Problem to work on.
The records that follow must be reproduced in full, exactly as written.

Given records section start

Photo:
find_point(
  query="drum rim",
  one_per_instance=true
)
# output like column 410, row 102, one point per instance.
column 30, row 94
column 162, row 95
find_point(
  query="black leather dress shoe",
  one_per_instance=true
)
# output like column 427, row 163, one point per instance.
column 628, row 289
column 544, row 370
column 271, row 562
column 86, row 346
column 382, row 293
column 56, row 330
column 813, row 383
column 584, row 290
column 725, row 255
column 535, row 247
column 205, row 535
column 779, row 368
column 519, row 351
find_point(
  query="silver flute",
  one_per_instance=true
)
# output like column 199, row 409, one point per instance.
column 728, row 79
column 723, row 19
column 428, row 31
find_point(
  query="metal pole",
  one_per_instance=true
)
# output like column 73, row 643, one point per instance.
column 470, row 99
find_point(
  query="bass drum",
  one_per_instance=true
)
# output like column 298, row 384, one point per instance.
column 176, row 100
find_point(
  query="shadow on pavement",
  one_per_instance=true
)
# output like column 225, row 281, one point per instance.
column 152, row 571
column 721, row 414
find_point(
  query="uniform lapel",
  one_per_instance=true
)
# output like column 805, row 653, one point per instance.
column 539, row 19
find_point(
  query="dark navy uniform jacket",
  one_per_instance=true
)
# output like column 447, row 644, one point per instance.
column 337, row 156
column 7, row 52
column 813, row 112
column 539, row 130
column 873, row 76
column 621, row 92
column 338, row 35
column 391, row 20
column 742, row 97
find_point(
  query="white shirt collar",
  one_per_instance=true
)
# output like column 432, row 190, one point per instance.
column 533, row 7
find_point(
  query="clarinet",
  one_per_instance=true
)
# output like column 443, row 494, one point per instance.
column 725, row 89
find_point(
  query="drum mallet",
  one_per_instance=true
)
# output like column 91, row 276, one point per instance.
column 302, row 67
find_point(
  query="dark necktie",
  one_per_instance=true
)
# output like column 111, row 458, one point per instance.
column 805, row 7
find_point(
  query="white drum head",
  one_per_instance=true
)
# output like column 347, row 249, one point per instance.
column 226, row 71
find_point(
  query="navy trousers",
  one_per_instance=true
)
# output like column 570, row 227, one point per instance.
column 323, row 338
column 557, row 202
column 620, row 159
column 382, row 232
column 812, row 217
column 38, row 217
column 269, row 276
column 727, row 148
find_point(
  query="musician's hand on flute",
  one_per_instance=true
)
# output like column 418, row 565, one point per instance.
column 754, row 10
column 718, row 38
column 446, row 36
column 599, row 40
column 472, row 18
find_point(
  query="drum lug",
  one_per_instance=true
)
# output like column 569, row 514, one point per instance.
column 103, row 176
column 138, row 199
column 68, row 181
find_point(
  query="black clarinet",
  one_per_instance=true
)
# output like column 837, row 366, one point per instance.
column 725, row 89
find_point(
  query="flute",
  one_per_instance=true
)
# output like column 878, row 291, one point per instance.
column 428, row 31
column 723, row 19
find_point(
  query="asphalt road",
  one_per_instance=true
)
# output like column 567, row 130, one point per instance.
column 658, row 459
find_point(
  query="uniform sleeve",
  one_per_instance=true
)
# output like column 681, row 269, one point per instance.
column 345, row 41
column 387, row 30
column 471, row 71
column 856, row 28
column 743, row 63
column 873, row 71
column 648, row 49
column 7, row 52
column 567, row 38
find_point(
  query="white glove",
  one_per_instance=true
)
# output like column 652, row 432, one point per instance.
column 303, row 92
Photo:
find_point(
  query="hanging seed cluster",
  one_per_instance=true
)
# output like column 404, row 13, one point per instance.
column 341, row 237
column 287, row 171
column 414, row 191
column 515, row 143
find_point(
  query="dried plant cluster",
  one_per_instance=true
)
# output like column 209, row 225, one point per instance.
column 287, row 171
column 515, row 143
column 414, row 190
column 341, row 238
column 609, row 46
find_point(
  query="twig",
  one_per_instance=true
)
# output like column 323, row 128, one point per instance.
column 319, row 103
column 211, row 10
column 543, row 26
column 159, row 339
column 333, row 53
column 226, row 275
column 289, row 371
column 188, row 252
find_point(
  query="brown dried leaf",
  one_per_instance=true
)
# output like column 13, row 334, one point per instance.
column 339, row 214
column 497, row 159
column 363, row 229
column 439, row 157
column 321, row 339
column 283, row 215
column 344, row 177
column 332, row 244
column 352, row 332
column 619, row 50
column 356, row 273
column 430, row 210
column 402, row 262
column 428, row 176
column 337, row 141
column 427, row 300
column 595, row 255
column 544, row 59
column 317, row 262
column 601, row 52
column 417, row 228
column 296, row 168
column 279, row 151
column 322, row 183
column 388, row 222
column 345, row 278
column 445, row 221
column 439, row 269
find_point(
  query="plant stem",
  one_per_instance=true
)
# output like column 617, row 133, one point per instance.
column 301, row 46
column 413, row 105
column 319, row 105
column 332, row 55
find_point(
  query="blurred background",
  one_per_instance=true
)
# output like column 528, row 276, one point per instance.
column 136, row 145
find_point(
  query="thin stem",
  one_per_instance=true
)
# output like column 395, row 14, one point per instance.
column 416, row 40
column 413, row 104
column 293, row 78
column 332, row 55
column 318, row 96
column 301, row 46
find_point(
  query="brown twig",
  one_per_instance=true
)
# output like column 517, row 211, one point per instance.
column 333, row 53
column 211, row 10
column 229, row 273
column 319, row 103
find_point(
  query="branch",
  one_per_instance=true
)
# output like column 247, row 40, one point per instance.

Given records section end

Written answer.
Photo:
find_point(
  query="drum rim",
  one_per_instance=true
)
# output like column 410, row 102, one point per instance.
column 30, row 94
column 162, row 95
find_point(
  query="black leather dress shoe",
  one_per_instance=true
)
# output like column 427, row 163, one point per instance.
column 628, row 289
column 544, row 370
column 271, row 562
column 86, row 346
column 382, row 293
column 56, row 330
column 813, row 383
column 584, row 290
column 725, row 255
column 535, row 247
column 205, row 535
column 779, row 368
column 519, row 351
find_point(
  query="silver flute",
  one_per_instance=true
)
# output like column 199, row 409, one point per instance.
column 728, row 79
column 723, row 19
column 428, row 31
find_point(
  query="metal pole",
  one_per_instance=true
)
# output like column 73, row 643, one point per instance.
column 470, row 99
find_point(
  query="bass drum",
  one_per_instance=true
)
# output like column 298, row 384, one point per instance.
column 176, row 100
find_point(
  query="shadow on pavement",
  one_per_instance=true
)
# output like column 225, row 281, one point per instance.
column 152, row 571
column 721, row 414
find_point(
  query="uniform lapel",
  one_per_instance=true
)
# output like column 805, row 653, one point per instance.
column 539, row 19
find_point(
  query="dark navy uniform jacket",
  one_per_instance=true
)
# output like column 447, row 644, one point per instance.
column 337, row 156
column 7, row 52
column 813, row 112
column 539, row 130
column 873, row 76
column 621, row 92
column 338, row 35
column 391, row 20
column 742, row 97
find_point(
  query="white shirt collar",
  one_per_instance=true
)
# output like column 432, row 190, one point per instance.
column 533, row 7
find_point(
  query="clarinet",
  one_per_instance=true
)
# output like column 443, row 494, one point per instance.
column 725, row 89
find_point(
  query="drum mallet",
  one_per_instance=true
)
# output like column 91, row 276, one point per instance.
column 302, row 67
find_point(
  query="dark necktie",
  one_per_instance=true
)
# output like column 111, row 458, one point per instance.
column 805, row 7
find_point(
  query="white drum head",
  one_per_instance=true
)
# output like column 347, row 249, one point per instance.
column 226, row 71
find_point(
  query="navy trousers",
  one_per_instance=true
)
# output like column 570, row 227, one point per instance.
column 323, row 338
column 557, row 202
column 620, row 159
column 382, row 232
column 812, row 217
column 38, row 217
column 269, row 276
column 727, row 148
find_point(
  query="musician's hand on flute",
  one_per_instance=true
)
# output like column 418, row 565, one point per instance.
column 754, row 10
column 718, row 38
column 446, row 36
column 599, row 40
column 472, row 18
find_point(
  query="drum lug",
  one_per_instance=true
)
# output like column 569, row 514, one point per instance.
column 103, row 176
column 138, row 199
column 68, row 181
find_point(
  query="black clarinet",
  one_per_instance=true
)
# output like column 837, row 366, one point per instance.
column 725, row 89
find_point(
  query="flute",
  one_per_instance=true
)
# output like column 878, row 291, one point per instance.
column 428, row 31
column 723, row 19
find_point(
  query="asphalt road",
  one_per_instance=true
)
# output like column 567, row 130, one point per instance.
column 658, row 459
find_point(
  query="uniform sleeve",
  one_per_instance=true
)
# output like column 681, row 269, one point per instance.
column 345, row 41
column 387, row 30
column 471, row 71
column 856, row 28
column 743, row 63
column 873, row 71
column 648, row 49
column 7, row 52
column 567, row 38
find_point(
  query="white glove",
  one_per_instance=true
)
# output like column 652, row 432, one point per instance.
column 303, row 92
Photo:
find_point(
  query="hanging seed cluster",
  one_per_instance=true
)
# output like column 404, row 13, one point per instance.
column 341, row 237
column 287, row 171
column 414, row 191
column 515, row 143
find_point(
  query="dried plant cluster",
  one_per_instance=true
)
# output like column 209, row 225, one point per instance.
column 287, row 171
column 515, row 143
column 414, row 190
column 341, row 238
column 609, row 46
find_point(
  query="twig",
  one_per_instance=true
)
# output like column 323, row 128, one point per instance.
column 319, row 103
column 211, row 10
column 543, row 26
column 159, row 339
column 333, row 53
column 226, row 275
column 289, row 371
column 188, row 252
find_point(
  query="brown dried leaf",
  one_per_instance=true
)
# output like column 13, row 334, one point per instance.
column 339, row 214
column 497, row 159
column 363, row 229
column 439, row 157
column 321, row 339
column 283, row 215
column 344, row 177
column 332, row 244
column 352, row 332
column 619, row 50
column 356, row 273
column 430, row 210
column 402, row 262
column 428, row 176
column 337, row 141
column 427, row 300
column 595, row 255
column 544, row 59
column 317, row 262
column 601, row 52
column 417, row 228
column 296, row 168
column 279, row 151
column 322, row 183
column 388, row 222
column 345, row 278
column 445, row 221
column 439, row 269
find_point(
  query="plant stem",
  one_per_instance=true
)
# output like column 617, row 133, one point per instance.
column 301, row 46
column 413, row 105
column 319, row 105
column 332, row 55
find_point(
  query="blurred background",
  one_per_instance=true
)
# output like column 528, row 276, one point per instance.
column 136, row 145
find_point(
  query="thin stem",
  one_per_instance=true
)
# output like column 395, row 14, one point per instance.
column 416, row 40
column 413, row 104
column 293, row 78
column 332, row 55
column 318, row 96
column 301, row 46
find_point(
  query="brown twig",
  one_per_instance=true
)
# output like column 517, row 211, one point per instance.
column 333, row 53
column 211, row 10
column 229, row 273
column 319, row 103
find_point(
  query="branch",
  one_per_instance=true
)
# output like column 247, row 40, one point per instance.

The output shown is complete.